What this task involves: Only the stretch of the listing below that runs from the line with "Target: rock face" through the line with "Find the green grass" is to be printed, exactly and with both ends.

Data to use:
=== Begin Enclosure ===
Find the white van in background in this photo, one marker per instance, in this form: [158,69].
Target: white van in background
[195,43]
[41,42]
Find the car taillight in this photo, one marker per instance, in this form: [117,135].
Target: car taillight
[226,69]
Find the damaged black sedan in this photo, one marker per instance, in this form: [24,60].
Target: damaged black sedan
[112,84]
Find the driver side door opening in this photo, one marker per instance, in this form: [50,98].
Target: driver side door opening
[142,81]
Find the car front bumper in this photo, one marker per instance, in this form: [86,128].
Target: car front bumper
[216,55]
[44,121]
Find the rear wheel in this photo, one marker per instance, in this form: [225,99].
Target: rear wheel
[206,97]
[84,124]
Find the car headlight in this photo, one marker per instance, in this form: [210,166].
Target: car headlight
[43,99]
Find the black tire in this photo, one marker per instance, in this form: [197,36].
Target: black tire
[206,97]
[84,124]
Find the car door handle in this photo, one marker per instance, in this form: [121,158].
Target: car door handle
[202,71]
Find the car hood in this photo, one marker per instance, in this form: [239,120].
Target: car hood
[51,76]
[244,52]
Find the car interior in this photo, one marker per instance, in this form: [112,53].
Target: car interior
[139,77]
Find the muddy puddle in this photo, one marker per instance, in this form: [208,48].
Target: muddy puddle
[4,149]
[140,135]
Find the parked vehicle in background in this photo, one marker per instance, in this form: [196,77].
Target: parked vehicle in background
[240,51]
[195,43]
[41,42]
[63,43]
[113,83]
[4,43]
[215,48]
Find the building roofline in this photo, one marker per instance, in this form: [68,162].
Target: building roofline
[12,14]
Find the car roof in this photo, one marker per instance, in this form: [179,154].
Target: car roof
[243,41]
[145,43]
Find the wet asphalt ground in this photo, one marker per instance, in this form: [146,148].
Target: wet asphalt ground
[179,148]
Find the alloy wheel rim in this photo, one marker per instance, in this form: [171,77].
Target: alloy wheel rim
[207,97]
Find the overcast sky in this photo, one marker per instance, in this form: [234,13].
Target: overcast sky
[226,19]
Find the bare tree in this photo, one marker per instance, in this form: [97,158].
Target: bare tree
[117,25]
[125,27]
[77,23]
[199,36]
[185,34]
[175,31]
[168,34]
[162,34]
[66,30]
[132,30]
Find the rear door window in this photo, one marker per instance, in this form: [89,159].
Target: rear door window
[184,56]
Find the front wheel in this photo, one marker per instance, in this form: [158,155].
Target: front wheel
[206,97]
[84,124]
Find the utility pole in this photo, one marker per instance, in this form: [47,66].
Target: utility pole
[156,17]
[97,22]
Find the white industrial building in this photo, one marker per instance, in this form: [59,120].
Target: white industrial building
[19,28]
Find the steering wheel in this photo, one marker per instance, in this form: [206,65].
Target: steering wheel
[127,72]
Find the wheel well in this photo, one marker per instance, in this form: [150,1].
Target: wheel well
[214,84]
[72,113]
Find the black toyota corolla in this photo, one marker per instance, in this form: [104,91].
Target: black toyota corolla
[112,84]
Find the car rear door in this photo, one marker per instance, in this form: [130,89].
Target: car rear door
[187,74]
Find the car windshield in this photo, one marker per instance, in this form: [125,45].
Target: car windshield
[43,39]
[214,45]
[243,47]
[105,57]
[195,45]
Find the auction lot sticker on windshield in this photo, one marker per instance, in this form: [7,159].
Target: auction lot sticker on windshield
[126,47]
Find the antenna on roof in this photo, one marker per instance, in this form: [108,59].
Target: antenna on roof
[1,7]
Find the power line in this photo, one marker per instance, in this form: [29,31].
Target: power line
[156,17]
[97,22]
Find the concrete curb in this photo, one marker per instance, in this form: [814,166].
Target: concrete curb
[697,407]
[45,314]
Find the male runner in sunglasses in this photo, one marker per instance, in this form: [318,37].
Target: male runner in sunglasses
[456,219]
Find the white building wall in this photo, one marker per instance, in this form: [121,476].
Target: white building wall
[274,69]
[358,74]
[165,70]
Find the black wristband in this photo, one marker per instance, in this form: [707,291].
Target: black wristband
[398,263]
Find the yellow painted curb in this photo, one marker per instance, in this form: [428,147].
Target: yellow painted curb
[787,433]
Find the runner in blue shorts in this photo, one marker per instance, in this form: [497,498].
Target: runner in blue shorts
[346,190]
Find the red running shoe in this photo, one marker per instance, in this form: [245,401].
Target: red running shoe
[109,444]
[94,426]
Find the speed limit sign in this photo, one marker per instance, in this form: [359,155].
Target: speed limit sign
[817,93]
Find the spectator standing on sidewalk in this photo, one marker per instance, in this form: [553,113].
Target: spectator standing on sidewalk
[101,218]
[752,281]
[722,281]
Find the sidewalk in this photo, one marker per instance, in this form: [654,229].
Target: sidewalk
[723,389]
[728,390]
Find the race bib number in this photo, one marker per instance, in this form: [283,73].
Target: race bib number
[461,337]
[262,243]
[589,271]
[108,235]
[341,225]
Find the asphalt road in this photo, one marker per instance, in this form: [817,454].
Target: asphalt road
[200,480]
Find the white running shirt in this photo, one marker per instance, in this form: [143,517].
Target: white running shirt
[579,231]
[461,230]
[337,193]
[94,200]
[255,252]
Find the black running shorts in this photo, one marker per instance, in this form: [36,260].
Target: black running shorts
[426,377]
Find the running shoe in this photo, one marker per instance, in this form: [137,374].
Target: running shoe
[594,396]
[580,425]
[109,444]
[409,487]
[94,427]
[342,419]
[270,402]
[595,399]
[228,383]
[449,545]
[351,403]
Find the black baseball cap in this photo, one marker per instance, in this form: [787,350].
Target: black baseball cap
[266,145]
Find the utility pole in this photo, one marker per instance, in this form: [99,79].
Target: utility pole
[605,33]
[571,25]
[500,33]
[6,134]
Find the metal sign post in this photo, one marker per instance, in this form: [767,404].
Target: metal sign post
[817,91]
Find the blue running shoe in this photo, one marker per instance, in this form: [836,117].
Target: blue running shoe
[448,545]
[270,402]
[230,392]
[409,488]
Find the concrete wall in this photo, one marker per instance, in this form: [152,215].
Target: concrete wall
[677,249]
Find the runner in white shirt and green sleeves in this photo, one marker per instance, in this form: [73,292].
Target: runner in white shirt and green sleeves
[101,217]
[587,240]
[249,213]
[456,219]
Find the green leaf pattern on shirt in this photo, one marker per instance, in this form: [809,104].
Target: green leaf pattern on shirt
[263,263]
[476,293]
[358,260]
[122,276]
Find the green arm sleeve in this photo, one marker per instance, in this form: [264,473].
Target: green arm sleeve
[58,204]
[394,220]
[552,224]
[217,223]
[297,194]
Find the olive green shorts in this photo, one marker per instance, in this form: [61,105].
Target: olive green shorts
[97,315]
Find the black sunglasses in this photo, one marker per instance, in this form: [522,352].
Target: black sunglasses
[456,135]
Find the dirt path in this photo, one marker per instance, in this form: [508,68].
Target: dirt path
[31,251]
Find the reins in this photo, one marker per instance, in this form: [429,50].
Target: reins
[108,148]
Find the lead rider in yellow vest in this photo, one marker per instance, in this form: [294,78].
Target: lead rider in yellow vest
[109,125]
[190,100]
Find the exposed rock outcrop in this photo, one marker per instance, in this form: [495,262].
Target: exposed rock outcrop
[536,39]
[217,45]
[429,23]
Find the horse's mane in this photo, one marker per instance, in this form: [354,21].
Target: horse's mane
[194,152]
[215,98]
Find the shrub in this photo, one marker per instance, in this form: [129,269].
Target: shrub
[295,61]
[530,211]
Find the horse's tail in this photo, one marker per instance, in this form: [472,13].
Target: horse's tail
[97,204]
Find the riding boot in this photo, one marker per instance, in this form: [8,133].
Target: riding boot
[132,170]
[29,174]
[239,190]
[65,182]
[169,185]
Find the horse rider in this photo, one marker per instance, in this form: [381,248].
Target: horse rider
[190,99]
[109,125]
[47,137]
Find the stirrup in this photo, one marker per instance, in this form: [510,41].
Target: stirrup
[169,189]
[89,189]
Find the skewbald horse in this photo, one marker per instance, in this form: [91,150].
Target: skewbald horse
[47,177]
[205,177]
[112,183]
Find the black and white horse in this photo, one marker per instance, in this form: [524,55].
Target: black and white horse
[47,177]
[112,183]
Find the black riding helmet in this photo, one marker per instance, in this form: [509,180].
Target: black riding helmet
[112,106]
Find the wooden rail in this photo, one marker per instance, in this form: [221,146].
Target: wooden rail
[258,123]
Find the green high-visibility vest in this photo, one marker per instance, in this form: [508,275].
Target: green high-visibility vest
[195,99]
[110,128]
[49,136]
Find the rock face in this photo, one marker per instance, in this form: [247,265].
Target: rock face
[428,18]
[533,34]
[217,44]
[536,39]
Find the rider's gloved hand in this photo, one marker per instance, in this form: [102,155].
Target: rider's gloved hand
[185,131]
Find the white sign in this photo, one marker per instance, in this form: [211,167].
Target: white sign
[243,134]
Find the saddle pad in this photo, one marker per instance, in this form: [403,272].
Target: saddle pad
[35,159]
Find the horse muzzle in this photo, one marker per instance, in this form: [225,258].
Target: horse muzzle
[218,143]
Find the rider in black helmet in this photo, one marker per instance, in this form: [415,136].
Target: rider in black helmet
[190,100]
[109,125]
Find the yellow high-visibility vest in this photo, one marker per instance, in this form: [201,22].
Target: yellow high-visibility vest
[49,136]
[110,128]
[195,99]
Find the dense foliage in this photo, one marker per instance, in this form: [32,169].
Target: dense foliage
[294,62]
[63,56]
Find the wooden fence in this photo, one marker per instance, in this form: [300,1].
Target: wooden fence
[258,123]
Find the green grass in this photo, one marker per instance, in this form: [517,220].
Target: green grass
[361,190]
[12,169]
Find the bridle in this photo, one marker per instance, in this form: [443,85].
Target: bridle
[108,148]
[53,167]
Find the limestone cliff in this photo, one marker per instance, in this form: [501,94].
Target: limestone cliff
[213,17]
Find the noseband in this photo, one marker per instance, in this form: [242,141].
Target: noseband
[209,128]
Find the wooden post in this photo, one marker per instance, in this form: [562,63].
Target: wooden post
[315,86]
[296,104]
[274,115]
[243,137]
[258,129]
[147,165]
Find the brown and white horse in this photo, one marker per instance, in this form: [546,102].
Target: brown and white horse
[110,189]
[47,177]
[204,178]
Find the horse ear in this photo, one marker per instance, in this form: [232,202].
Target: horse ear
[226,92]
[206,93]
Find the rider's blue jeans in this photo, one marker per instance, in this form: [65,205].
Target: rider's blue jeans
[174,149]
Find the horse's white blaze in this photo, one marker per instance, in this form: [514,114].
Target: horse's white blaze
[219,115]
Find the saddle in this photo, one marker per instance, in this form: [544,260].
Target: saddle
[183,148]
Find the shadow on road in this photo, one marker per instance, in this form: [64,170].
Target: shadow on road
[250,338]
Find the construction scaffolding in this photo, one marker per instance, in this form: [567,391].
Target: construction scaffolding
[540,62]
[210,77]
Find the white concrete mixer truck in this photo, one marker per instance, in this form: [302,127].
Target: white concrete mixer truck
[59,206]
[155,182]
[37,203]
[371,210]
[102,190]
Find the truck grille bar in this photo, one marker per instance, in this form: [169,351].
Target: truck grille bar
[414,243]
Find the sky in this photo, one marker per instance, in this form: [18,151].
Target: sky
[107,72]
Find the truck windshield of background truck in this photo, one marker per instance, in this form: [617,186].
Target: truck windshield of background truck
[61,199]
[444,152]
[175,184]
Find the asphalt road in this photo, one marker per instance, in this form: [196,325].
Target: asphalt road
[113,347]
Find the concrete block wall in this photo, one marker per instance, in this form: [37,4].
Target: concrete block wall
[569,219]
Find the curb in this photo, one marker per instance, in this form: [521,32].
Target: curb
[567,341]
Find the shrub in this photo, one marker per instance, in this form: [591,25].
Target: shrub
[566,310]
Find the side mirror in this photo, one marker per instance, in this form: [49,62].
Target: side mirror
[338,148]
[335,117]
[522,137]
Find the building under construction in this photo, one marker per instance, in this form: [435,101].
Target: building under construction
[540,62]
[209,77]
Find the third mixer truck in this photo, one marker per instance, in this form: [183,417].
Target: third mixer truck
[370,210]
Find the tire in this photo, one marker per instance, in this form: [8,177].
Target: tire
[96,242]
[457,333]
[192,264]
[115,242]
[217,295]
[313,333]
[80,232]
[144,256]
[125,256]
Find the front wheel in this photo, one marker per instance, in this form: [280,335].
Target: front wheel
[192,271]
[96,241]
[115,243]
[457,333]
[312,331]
=== End Enclosure ===
Answer below:
Target: rock face
[428,18]
[533,34]
[217,44]
[536,39]
Find the rider's gloved hand in this photo, one marker per instance, in this form: [102,155].
Target: rider's gloved hand
[185,131]
Find the white sign in this photo, one marker per instance, in this form: [211,167].
Target: white sign
[243,134]
Find the saddle pad in this photo, one marker per instance, in this form: [403,272].
Target: saddle pad
[35,159]
Find the horse muzzle in this photo, one marker per instance, in this form: [225,258].
Target: horse muzzle
[218,143]
Find the rider in black helmet in this photo, one marker per instance, in this form: [415,136].
Target: rider in black helmet
[190,100]
[109,125]
Find the yellow high-visibility vest in this photo, one marker per instance, in this form: [201,22].
Target: yellow high-visibility vest
[49,136]
[110,128]
[195,99]
Find the dense foliage in this photo, one marker per instance, in this form: [32,169].
Target: dense foliage
[294,62]
[63,56]
Find the wooden fence in this photo, one marker per instance, in this form: [300,1].
Target: wooden fence
[258,123]
Find the green grass in this photo, one marker per instance, in this form: [517,220].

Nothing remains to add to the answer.